REQUIREMENTS
Return, word for word, everything in the records below from the line containing "For the AR heads-up display, mark where the water" down to the line containing "349,227,360,265", with both of those lines included.

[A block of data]
• • • • •

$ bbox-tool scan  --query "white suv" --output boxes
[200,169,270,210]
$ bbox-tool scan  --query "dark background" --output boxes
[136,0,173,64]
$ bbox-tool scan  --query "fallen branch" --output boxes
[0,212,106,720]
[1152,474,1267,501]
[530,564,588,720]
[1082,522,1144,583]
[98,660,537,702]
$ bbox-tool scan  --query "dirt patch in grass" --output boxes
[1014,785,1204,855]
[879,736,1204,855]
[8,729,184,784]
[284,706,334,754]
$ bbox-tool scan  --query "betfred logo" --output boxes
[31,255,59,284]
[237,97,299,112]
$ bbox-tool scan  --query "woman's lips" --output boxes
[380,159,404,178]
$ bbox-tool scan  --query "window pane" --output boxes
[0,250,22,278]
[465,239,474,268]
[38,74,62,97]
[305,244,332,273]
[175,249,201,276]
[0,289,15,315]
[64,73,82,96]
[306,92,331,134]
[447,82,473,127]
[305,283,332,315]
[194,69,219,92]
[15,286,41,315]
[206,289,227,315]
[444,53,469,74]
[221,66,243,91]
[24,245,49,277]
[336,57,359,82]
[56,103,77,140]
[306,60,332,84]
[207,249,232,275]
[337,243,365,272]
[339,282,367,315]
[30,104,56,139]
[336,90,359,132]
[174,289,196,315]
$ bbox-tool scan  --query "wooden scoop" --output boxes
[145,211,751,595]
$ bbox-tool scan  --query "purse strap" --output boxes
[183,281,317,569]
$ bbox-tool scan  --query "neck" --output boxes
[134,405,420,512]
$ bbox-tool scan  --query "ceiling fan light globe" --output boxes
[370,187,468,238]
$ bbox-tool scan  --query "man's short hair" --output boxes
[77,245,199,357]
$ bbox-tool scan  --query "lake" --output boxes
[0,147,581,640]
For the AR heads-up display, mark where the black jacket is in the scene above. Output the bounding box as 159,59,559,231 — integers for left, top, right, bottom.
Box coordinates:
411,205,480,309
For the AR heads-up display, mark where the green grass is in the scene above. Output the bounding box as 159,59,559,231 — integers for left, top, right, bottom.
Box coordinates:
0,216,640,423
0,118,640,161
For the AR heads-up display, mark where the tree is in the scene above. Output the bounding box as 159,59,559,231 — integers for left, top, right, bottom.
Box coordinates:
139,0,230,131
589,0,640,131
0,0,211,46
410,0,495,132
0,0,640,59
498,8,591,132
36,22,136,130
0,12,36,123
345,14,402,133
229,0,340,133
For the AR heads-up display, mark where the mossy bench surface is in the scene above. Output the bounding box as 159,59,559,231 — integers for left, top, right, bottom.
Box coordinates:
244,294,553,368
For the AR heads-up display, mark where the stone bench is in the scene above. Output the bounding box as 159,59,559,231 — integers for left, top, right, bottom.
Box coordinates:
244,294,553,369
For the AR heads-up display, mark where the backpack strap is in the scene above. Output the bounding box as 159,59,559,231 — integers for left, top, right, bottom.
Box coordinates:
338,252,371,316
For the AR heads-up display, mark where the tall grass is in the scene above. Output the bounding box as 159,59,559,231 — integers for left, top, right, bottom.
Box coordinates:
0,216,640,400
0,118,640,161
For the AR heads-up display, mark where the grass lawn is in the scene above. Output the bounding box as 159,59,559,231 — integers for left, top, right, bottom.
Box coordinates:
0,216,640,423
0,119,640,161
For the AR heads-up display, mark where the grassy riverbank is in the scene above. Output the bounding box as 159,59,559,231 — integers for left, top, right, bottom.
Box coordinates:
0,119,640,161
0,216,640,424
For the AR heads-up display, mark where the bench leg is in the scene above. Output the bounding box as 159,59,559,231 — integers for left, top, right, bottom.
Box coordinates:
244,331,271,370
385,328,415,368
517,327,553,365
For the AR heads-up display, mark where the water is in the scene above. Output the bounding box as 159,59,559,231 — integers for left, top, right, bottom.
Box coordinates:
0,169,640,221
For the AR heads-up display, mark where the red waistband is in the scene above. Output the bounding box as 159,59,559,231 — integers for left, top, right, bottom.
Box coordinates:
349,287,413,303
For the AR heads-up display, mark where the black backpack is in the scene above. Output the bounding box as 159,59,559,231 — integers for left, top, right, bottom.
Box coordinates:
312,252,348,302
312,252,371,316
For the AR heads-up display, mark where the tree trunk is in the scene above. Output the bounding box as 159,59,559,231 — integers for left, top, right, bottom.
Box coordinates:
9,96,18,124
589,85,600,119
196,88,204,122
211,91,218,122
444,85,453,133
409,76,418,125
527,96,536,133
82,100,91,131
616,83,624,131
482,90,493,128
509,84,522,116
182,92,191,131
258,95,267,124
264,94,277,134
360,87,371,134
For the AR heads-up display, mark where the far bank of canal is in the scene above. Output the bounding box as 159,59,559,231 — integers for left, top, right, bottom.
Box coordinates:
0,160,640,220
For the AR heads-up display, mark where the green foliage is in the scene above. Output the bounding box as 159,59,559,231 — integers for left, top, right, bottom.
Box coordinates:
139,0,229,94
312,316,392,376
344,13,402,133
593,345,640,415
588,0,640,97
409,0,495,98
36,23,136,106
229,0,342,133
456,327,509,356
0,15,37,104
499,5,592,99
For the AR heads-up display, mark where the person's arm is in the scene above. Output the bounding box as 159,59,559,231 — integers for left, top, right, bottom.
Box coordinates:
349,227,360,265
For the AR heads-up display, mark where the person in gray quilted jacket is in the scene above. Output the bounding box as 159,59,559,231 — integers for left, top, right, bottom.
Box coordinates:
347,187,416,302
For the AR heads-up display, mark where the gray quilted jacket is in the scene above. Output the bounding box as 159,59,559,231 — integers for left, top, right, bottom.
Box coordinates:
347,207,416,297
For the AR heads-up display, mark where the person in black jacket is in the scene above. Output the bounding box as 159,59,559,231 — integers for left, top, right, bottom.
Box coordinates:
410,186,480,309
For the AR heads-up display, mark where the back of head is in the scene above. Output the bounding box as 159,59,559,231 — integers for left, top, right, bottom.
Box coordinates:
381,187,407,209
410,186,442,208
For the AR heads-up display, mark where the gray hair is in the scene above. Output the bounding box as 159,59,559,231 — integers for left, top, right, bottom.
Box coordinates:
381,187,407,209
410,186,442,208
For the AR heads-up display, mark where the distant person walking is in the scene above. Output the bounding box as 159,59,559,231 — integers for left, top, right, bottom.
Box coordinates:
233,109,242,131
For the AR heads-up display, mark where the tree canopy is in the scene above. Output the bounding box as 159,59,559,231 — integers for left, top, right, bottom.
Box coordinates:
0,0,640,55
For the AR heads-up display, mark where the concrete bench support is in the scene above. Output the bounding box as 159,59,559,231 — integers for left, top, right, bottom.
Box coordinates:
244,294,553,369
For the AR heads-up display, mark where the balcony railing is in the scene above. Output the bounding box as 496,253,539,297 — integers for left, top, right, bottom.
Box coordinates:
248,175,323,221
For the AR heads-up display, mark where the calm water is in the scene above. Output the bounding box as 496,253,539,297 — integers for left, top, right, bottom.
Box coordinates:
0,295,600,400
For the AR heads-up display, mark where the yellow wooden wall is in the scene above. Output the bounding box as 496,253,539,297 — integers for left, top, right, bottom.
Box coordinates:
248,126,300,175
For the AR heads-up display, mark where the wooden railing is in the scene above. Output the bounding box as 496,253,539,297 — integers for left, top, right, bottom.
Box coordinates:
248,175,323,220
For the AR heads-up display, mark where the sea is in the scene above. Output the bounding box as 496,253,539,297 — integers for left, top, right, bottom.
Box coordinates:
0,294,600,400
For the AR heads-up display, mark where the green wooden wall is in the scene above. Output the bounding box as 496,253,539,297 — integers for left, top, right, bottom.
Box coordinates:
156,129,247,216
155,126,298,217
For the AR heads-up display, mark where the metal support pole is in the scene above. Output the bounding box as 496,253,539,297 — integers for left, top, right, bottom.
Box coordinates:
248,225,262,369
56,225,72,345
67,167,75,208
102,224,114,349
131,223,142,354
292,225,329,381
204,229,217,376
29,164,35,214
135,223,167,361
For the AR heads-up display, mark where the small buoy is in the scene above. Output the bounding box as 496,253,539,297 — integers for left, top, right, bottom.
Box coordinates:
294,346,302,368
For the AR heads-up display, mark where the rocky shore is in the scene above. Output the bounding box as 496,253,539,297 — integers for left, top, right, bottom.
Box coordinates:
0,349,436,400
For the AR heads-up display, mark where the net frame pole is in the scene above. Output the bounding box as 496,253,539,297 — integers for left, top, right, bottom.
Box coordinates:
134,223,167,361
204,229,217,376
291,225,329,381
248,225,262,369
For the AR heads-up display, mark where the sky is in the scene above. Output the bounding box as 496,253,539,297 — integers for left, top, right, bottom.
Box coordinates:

• • • • •

IN RESPONSE
For the AR heads-up display, mark where the water is in the scene above. Output the bounding box as 159,59,559,231 — integers for left, top, right, bottom.
Box coordinates:
0,169,640,221
For the AR heads-up display, mark where the red waistband is in the scene above. Output the bounding box as 159,59,559,231 — integers for left, top, right, bottom.
Box coordinates:
349,287,413,303
For the AR heads-up display, mark where the black backpack is in the scene above. Output the bounding box as 159,59,559,231 — integers for left, top, right, bottom.
Box coordinates:
312,252,348,302
312,252,371,316
For the AR heads-up display, mark where the tree trunk is in the scene above. Output the bounding box as 159,59,559,231 — integers for left, top, right, bottom.
Box coordinates:
9,96,18,124
589,85,600,119
196,88,204,122
211,91,218,122
444,85,453,133
409,76,418,125
527,96,536,133
82,100,91,131
616,83,624,131
482,90,493,128
509,84,522,116
182,92,191,131
258,95,267,124
264,94,277,134
360,87,371,134
For the AR heads-up display, mark where the far bank of canal is in the scene above. Output the bounding box as 159,59,559,231 — integers for left, top, right, bottom.
Box coordinates:
0,160,640,220
For the AR heads-up display, mark where the green foliage is in the scene above. Output the bounding box as 159,59,559,231 — integers for left, top, right, bottom.
Box coordinates:
139,0,229,94
312,316,392,376
344,13,402,133
593,345,640,415
588,0,640,97
409,0,495,98
36,23,136,106
229,0,342,133
456,327,509,356
0,15,37,104
499,5,592,99
For the AR heads-up display, mark where the person's arm is in the scene above. Output the bounding box as 159,59,559,231 — integers for left, top, right, bottom.
Box coordinates:
349,227,360,265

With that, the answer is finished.